__Short problem__. Reproduce every one of the items below word for word, line by line.

-- Start of Records for the task --

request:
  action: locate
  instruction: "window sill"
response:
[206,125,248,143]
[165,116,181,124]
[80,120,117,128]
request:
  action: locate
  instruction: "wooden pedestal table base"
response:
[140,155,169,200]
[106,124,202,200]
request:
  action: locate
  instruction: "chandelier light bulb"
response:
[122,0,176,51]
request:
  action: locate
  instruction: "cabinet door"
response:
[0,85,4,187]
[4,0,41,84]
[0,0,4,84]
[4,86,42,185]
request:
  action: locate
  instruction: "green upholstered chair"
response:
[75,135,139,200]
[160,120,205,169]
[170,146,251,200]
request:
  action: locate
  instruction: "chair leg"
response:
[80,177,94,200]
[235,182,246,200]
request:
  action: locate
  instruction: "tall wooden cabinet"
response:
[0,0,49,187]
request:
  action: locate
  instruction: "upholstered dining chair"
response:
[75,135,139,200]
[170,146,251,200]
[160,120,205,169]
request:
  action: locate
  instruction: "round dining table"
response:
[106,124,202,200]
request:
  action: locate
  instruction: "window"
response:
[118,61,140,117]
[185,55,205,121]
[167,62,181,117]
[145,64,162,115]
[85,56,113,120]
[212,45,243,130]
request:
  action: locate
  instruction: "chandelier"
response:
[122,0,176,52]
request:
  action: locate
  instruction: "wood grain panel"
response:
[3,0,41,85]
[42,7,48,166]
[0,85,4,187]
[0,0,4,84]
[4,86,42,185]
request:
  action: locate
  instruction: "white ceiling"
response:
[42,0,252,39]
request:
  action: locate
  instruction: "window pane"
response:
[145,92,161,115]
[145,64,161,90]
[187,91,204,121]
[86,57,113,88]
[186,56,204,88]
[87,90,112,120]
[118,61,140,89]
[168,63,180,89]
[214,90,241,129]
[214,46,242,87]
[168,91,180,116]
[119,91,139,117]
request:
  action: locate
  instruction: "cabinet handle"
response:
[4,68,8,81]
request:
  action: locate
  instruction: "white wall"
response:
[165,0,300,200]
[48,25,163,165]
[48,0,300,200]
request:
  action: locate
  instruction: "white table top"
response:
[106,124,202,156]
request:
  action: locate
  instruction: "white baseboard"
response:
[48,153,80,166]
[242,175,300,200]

-- End of Records for the task --

__Solution__.
request:
  action: locate
  instruction: "window sill"
response:
[206,125,248,143]
[165,116,181,124]
[80,120,117,128]
request:
  action: locate
  instruction: "wooden pedestal table base"
response:
[140,155,169,200]
[106,124,202,200]
request:
  action: locate
  instruction: "chandelier light bulb"
response:
[122,0,176,51]
request:
  action: locate
  instruction: "cabinet door"
response:
[0,85,4,187]
[4,0,41,84]
[0,0,4,84]
[4,86,42,185]
request:
  action: locate
  instruction: "green upholstered chair"
response:
[75,135,139,200]
[160,120,205,169]
[170,146,251,200]
request:
  action: locate
  instruction: "chair leg"
response:
[80,177,94,200]
[235,182,246,200]
request:
  action: locate
  instruction: "tall wooden cabinet"
response:
[0,0,49,187]
request:
  action: locate
  instruction: "upholstered dining chair"
response:
[75,135,139,200]
[170,146,251,200]
[160,120,205,169]
request:
  action: locate
  instruction: "round dining table"
response:
[106,124,202,200]
request:
  action: locate
  instruction: "window"
response:
[118,61,140,117]
[185,55,205,121]
[167,62,181,117]
[145,64,162,115]
[85,56,113,120]
[212,45,243,130]
request:
  action: locate
  instruction: "chandelier"
response:
[122,0,176,52]
request:
  action: locate
  instruction: "wood grain panel"
response:
[3,0,41,85]
[42,7,48,166]
[0,85,4,187]
[0,0,4,84]
[4,86,42,185]
request:
  action: locate
  instruction: "white ceiling"
response:
[42,0,252,39]
request:
  action: locate
  instruction: "window pane"
response:
[145,92,161,115]
[145,64,161,90]
[187,91,204,121]
[86,57,113,88]
[186,56,204,88]
[87,90,112,120]
[118,61,140,89]
[168,63,180,89]
[214,90,241,129]
[214,46,242,87]
[168,91,180,116]
[119,91,139,117]
request:
  action: locate
  instruction: "cabinet handle"
response:
[4,68,8,81]
request:
  action: locate
  instruction: "white wall"
response:
[165,0,300,200]
[48,25,163,165]
[48,0,300,200]
request:
  action: locate
  instruction: "white table top"
response:
[106,124,202,156]
request:
  action: locate
  instruction: "white baseboard"
response:
[48,153,80,166]
[242,175,300,200]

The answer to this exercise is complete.